Action item A
List every city named in the excerpt about the FBI and the Nassar accusations.
Action item B
Go on with the excerpt about the FBI and the Nassar accusations, starting after its final sentence.

Extract to read
It had been 294 days since the FBI was first notified of accusations against Nassar.

A few weeks later, on June 13, Gina Nichols received an email from Michael Hess, an FBI agent then based in Los Angeles. “I am looking into a complaint that was filed involving alleged misconduct by an individual associated with USA Gymnastics,” he wrote. “When you have a moment, please give me a call at the below numbers.”

It was a stressful time: Her daughter was preparing for the Olympic trials. But several days later, the gymnast went to a suburban Minneapolis building, not far from her home, to meet Hess, who had flown in from Los Angeles.

In addition, a person close to the Raisman family said the FBI also contacted Raisman in the summer of 2016. While Manly — who represents Raisman, Nichols and Maroney — applauded the diligence of Hess, he expressed amazement that so little had been done for so long.

“Given who these women were, all competing for their country, and given that these assaults had occurred in different states and countries, there was an obvious need to have a multilayered, multijurisdictional investigation,” Manly said.

Gina Nichols, who had been instructed by USA Gymnastics not to talk about the matter, recalled that while venting in a subsequent telephone conversation with Hess, the agent told her: You can talk to anybody you want.

.  .  .

That August, in Rio de Janeiro, Raisman had an Olympics for the ages, demonstrating poise and leadership as she won six medals, including gold. But Nichols, returning from her knee injury, was ultimately not invited to join the Olympic team — even as an alternate.

Meanwhile, Emma Ann Miller continued to keep her treatment appointments with Nassar. But the abuse had worsened, and she no longer felt like the bubbly teenager she had been only a year before. She stopped taking selfies because she felt ugly and fat. She’d cry if she received an A-minus on a paper or test, thinking it was evidence of her stupidity.

“I didn’t even want to order a drink at Starbucks because I was so scared I’d mess it up,” Emma Ann said.

Her mother, Leslie Miller, struggles now with her rage. “Look at what he did to my happy girl,” Miller said, in tears. “Look at all the people who could’ve stopped him earlier. My goal is to find every single one of them in the haystack — expose them all, so this will never happen again.”

.  .  .

It was only a matter of time.

Material shown
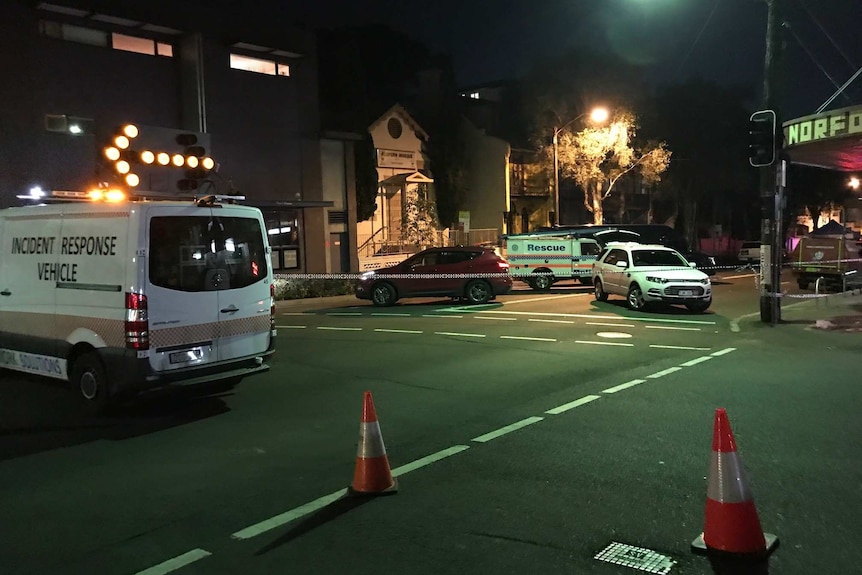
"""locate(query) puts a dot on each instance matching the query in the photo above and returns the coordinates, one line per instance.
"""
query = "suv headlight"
(657, 279)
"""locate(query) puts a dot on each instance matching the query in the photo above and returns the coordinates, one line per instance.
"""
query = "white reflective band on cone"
(735, 489)
(370, 441)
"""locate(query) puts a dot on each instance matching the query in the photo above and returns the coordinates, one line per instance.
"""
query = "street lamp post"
(597, 115)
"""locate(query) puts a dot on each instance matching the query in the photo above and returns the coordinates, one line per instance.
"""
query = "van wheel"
(635, 298)
(478, 292)
(88, 376)
(383, 294)
(599, 290)
(542, 282)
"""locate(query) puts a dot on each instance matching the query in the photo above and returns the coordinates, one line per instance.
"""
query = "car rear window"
(186, 252)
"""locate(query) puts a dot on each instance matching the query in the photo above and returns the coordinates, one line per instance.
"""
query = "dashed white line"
(176, 563)
(609, 324)
(664, 372)
(289, 516)
(723, 352)
(696, 361)
(573, 404)
(452, 333)
(682, 347)
(428, 460)
(623, 386)
(508, 429)
(551, 339)
(413, 331)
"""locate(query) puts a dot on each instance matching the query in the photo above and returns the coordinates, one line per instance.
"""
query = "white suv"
(646, 274)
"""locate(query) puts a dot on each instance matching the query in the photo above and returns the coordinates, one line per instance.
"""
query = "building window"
(259, 65)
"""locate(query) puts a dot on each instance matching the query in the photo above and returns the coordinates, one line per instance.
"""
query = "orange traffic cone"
(732, 525)
(372, 475)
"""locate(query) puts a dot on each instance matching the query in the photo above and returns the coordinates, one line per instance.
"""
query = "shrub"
(287, 287)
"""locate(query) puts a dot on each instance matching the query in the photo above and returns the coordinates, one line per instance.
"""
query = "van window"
(202, 253)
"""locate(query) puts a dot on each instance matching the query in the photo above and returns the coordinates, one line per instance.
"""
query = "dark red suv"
(471, 273)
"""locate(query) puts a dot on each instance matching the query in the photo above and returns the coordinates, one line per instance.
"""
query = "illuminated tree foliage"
(598, 156)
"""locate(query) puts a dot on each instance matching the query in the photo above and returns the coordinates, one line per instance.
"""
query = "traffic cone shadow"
(372, 474)
(731, 527)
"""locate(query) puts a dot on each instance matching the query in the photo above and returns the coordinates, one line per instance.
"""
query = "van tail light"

Response area A
Los Angeles, Minneapolis, Rio de Janeiro

Response area B
On Sept. 12, 2016, The Indianapolis Star published an in-depth investigation detailing allegations that Nassar had repeatedly molested two gymnasts when they were young. One woman had filed a criminal complaint with the police in Michigan. The other, initially described only as an Olympic medalist, had filed a lawsuit against the doctor and USA Gymnastics in California. Neither was involved in the FBI inquiry.

Suddenly, the Nassar case took on urgency. As other girls and women began calling the Michigan State University Police to file complaints, their numbers eventually growing into the dozens, their abuser did what he could to mask his behavior, including throwing hard drives containing more than 37,000 images and videos of child pornography into the trash for pickup in the morning.

But trash pickup in his neighborhood was late that day, allowing a police officer to find the horrifying material while executing a search warrant on behalf of the university police.

By the close of 2016, Nassar was in custody. By the close of 2017, he had been convicted of myriad state charges, as well as federal child pornography charges, based in large part on that state search warrant. Given that he has been sentenced to nearly 2 centuries in prison, Nassar will likely die there.

In recent weeks, a communal catharsis has played out, as dozens and dozens of empowered victims or their proxies have confronted the doctor at sentencing hearings. The angry but resolute words of Aly Raisman and McKayla Maroney and Maggie Nichols have echoed in the courtrooms of Michigan.

So, too, have the words of the lesser-known accusers, those girls and young women who report they were abused in the year after allegations were first presented to the FBI in Indianapolis: the likes of Alexis Alvarado and Hannah Morrow — and Emma Ann Miller, who in November turned 15.